- Document section:
* START *

And so we don’t know what is the substance of what was done incorrect there, but again, I retained a great law firm. They are handling it. They’re communicating back and forth to find out what’s going on. I want to make sure I keep my focus on navigating us through, you know, many of the crises that we’re facing.
And these happen in government. You know previous administrations have gone through similar issues like this. But it’s just important that as a chief executive that I stay focused and do the job that I have to do. And I’ve got a great team, and the team is doing that as well. But I just wanted to discuss those at the top of our conversation.
Giddings: Well, I’m glad you did, because as, you know, once the audience knows that you’re on, I get all the phone calls to ask you all the tough questions. And you addressed two tough… Two of the three tough questions that’s out there.
But Mr. Mayor, you know when you try to bring about change you make yourself a target, so I know you’re prepared for this.
Mayor Adams: And I have… You know to me, no question is a tough question if you come from a position of honesty and truth. And so I welcome any questions. I don’t filter my communications, that’s why I like speaking directly to New Yorkers. And I told the team January 1st, 2022, that during our years in office there are going to be many moments. This is a complex city, complex time, and I have been an extremely aggressive policy of turning around how New Yorkers have been betrayed in the delivery of services.
And I’m one of the first blue collar mayors in the history of this city; and you know, it comes with doing what’s right. And so, you know, we just have to stay… I tell the team stay focused, no distractions and continue to grind and get this city where it ought to be.
Giddings: Thank you, Mr. Mayor. Mr. Mayor, we applaud you for the work that you do and the city do for the asylum seekers in New York. And in light of the new short‑term rental law in New York which prohibits homeowners from registering more than one short‑term rental, can you make a comment on whether the city is considering utilizing these short‑term rentals for the asylum seekers?
Mayor Adams: A great question, JR. First of all, we have been communicating with the short‑term renters on several different issues like registration, et cetera. I met with the group after they shared some concerns when I was at a town hall. I told them let’s do a follow‑up conversation, we did just that. Deputy Mayor Banks, he has been assisting them in some of the issues that they had around registration, backlog in registration, et cetera, and we made some great headways.
But to specifically deal with can we use these short‑term rentals for our asylum seekers, everything is on the table. You know, when you have to deal with over 140,000 different asylum seekers coming to the city, you have to find housing continuously. And I am trying to find ways how do we put the money back into the pockets of New Yorkers, the money that we’re spending, everything from food service to cleaning to security to housing.
I think ideally if we can get some of the short‑term renters or those who are everyday homeowners who have open rooms at their house that they’re willing to rent out, this is allowing people who are dealing with financial crisis, it’s allowing them to get some of the dollars that we’re spending on this crisis that we’re facing.
But it doesn’t take away from we need help from the national and state government. This should not fall on the backs of the taxpayers and New York City, and that’s what we’re going to continue to state. The federal government has an obligation to pay for this national crisis.

* END *

- Material:
* START *

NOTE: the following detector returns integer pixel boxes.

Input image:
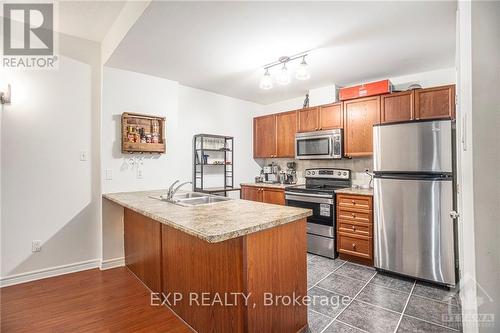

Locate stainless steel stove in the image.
[285,168,351,258]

* END *

- Exercise requirements:
- a) In the interview transcript, why does Mayor Adams say it would be ideal to house asylum seekers with short-term renters or homeowners who have open rooms? Answer in one to three sentences.
- b) Please set down the part of the interview transcript starting with "And I’m one" and going on through "ought to be.", word for word.

- Answers to the tasks:
- a) With more than 140,000 asylum seekers coming to the city, housing has to be found continuously, and he wants the money the city spends to go back into New Yorkers' pockets. Renting from short-term renters or homeowners with open rooms would let people facing financial crisis get some of the dollars being spent on this crisis.

- b)
And I’m one of the first blue collar mayors in the history of this city; and you know, it comes with doing what’s right. And so, you know, we just have to stay… I tell the team stay focused, no distractions and continue to grind and get this city where it ought to be.